:: STORED ROWS ::
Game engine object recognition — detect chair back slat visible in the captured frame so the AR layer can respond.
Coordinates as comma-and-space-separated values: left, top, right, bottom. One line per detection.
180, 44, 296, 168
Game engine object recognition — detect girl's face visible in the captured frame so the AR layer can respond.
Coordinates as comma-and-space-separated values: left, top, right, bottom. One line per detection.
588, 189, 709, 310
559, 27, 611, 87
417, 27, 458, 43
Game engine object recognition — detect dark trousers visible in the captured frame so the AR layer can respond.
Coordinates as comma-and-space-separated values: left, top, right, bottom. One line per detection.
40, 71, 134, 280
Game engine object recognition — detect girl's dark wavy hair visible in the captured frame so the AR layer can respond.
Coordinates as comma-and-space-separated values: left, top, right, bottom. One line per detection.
:::
**THE TASK**
Rewrite every line of the rows above as a numbered list, leaving out blank lines.

**FINAL RESULT**
1. Game engine object recognition — detect chair back slat visible in the captured frame so the AR layer can respond.
2. Coordinates as comma-and-space-separated values: left, top, right, bottom. One line per detection.
3. 180, 44, 296, 168
4. Game engine object recognition — detect girl's face visible in the captured frame so the AR layer can respond.
5. Coordinates as comma-and-space-separated values: left, top, right, bottom. One line per detection.
6. 588, 189, 709, 310
7. 559, 27, 611, 87
8. 417, 27, 458, 43
9. Game engine object recognition — detect dark trousers visible in the captured frame so the AR layer can respond.
10. Coordinates as comma-and-space-separated values: left, top, right, bottom. One line per detection.
11. 40, 71, 134, 280
12. Game engine object recognition — detect girl's dark wavy hair visible in the captured frame so the AR layer can respond.
13. Coordinates as comma-and-space-separated values: left, top, right, bottom. One line per detection.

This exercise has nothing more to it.